Document passage:
People with so-called "sex addictions" may have patterns of brain activity similar to those of people with drug addictions, a new study finds.
When people in the study who reported compulsive sexual behavior watched pornography, they experienced heightened brain activity in the same regions where activity is heightened during drug use in people with drug addiction.
The study provides evidence in the fierce debate
over whether compulsive sexual behavior - also known as hypersexuality - should be considered a true mental-health disorder, and be included in the DSM-5,
the American Psychological Association's handbook of mental-health disorders.
"There's a large literature that developed over the past three or four decades of how individuals respond to drug abuse, and we wanted to examine within that framework whether we see similarities and differences [to compulsive sexual behavior]," said Dr. Marc Potenza, a psychiatrist at the Yale School of Medicine who co-authored the new study. Although people with sexual compulsive behavior have shown behaviors similar to those of people with drug addiction, the researchers hoped to find similarities in brain activity as well.

Stored entries:
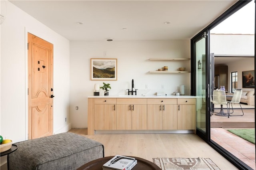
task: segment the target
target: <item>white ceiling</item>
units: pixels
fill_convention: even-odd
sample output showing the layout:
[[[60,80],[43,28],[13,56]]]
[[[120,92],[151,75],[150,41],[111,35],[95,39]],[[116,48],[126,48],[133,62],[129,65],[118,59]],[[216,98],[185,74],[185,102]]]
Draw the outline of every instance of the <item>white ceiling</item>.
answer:
[[[237,0],[10,2],[70,40],[127,41],[190,39]]]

Activities:
1. Transcribe the part of the article on compulsive sexual behavior that opens with the words containing "The study provides" and closes with "of mental-health disorders.".
2. In the article on compulsive sexual behavior, what is Dr. Marc Potenza's profession, and where does he work?
The entries are material kept apart from the article on compulsive sexual behavior.

Replies:
1.
The study provides evidence in the fierce debate
over whether compulsive sexual behavior - also known as hypersexuality - should be considered a true mental-health disorder, and be included in the DSM-5,
the American Psychological Association's handbook of mental-health disorders.

2. He is a psychiatrist at the Yale School of Medicine.